Locate every line in the material that contains the word "hair", and copy each of those lines.

» **Source records**:
────────────────

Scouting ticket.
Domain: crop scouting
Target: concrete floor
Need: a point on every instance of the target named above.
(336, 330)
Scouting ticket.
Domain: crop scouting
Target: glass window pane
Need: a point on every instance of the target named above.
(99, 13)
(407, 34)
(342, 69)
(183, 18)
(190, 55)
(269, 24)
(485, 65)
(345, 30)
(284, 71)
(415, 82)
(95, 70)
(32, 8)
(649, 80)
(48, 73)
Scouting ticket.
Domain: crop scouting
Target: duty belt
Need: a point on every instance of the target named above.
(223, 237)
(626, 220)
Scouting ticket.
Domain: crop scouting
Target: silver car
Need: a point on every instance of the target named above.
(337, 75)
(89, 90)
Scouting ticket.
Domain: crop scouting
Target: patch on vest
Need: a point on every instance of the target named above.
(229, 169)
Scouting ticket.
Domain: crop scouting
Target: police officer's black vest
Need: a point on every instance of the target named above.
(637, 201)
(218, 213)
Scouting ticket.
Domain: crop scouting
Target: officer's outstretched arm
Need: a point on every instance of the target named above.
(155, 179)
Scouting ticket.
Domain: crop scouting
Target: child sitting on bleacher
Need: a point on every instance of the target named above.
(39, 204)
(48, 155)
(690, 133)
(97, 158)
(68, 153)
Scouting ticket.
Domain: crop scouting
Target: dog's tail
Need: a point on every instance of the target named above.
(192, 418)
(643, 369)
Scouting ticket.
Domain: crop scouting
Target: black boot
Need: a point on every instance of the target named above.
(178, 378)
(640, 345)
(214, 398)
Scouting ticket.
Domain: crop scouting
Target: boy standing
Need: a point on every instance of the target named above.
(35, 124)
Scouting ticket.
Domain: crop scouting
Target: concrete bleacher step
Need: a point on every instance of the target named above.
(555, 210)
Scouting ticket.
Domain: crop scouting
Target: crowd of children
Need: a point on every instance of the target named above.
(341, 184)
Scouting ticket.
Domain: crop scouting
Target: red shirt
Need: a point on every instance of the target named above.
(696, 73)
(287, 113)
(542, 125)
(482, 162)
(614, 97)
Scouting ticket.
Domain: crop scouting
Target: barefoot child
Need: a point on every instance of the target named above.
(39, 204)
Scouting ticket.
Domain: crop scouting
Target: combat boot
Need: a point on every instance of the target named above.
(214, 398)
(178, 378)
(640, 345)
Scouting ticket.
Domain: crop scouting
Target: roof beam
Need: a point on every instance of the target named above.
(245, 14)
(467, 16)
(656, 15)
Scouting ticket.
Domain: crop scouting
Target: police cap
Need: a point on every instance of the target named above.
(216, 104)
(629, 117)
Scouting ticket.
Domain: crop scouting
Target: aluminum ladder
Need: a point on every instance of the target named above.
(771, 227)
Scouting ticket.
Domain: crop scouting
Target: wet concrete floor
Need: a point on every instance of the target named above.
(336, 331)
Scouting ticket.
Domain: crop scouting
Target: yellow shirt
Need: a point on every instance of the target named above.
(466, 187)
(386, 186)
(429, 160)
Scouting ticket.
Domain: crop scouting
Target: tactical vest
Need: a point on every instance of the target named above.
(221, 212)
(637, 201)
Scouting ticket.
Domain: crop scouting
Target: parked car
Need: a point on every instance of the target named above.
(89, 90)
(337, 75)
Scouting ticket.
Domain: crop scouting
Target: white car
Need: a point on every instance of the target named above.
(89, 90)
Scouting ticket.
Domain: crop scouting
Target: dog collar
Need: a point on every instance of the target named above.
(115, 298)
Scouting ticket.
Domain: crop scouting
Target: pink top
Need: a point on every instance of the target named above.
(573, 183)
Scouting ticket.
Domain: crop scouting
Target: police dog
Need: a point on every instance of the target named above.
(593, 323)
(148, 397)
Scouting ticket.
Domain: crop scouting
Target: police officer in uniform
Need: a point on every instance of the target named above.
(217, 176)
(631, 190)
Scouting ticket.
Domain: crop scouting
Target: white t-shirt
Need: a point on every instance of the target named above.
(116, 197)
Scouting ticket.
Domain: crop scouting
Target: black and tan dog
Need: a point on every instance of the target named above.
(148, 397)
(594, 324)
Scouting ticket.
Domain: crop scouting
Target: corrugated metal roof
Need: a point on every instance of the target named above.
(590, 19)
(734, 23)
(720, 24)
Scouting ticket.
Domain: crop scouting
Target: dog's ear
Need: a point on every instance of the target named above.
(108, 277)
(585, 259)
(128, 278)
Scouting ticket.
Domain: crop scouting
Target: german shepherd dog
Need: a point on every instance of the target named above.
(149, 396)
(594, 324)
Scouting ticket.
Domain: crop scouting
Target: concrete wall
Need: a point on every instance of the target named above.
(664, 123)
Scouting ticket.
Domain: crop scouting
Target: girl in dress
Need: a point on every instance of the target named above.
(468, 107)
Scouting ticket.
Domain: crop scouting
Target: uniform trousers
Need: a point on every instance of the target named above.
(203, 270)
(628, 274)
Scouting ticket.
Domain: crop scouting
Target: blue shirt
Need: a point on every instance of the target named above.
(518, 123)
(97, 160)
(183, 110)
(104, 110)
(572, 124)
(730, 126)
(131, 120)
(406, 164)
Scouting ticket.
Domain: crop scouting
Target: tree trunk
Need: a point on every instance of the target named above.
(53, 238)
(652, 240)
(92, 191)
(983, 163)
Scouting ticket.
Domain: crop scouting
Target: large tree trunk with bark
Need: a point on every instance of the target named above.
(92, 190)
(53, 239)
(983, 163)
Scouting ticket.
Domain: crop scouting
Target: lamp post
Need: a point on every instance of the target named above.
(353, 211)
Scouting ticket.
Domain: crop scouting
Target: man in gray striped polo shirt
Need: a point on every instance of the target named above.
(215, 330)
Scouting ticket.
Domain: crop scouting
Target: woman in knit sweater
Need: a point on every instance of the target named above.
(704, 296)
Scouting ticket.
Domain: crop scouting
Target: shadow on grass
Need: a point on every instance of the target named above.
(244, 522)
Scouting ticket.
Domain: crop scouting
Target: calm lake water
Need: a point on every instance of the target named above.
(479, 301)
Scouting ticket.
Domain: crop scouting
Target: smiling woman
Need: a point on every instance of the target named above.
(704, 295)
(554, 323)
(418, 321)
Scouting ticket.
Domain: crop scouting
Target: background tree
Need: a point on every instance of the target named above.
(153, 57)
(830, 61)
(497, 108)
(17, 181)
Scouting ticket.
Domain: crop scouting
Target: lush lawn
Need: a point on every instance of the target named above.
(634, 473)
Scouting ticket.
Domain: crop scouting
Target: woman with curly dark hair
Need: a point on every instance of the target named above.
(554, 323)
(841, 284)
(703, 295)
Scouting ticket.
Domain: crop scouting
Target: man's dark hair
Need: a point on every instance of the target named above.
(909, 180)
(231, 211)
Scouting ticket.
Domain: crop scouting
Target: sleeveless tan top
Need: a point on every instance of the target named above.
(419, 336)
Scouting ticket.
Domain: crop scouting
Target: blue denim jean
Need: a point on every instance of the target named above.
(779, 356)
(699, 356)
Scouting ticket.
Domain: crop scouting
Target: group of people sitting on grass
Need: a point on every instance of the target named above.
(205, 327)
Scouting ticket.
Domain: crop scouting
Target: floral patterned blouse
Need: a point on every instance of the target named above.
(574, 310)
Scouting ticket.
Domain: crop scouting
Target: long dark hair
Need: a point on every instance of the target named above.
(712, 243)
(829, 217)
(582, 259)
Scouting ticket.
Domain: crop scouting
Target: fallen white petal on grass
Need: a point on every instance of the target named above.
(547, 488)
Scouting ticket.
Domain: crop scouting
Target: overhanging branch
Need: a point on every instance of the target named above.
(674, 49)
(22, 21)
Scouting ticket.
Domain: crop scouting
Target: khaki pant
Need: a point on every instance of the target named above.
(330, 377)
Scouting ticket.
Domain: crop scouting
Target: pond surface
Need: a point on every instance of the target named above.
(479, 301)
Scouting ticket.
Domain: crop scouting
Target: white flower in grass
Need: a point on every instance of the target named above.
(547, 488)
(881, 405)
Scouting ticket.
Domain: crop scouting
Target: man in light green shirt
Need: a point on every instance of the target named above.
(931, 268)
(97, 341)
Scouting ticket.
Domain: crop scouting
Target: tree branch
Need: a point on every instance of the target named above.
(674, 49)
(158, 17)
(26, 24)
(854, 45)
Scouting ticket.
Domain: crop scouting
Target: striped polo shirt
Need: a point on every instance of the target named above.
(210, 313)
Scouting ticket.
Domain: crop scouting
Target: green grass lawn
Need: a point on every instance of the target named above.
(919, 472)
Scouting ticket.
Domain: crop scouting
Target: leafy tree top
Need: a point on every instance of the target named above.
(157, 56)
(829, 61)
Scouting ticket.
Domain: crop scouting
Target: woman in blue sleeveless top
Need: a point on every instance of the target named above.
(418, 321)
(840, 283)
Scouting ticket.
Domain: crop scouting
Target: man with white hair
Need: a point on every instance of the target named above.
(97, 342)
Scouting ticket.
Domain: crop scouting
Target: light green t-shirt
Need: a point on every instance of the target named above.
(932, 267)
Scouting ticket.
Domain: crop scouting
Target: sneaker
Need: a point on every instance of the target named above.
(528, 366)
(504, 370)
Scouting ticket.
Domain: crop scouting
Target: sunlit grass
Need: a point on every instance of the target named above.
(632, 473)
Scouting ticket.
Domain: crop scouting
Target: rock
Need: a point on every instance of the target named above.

────────────────

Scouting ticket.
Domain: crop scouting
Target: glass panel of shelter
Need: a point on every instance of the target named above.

────────────────

» **Answer to the exercise**:
Target: woman with curly dark hair
Target: man's dark hair
Target: long dark hair
Target: man with white hair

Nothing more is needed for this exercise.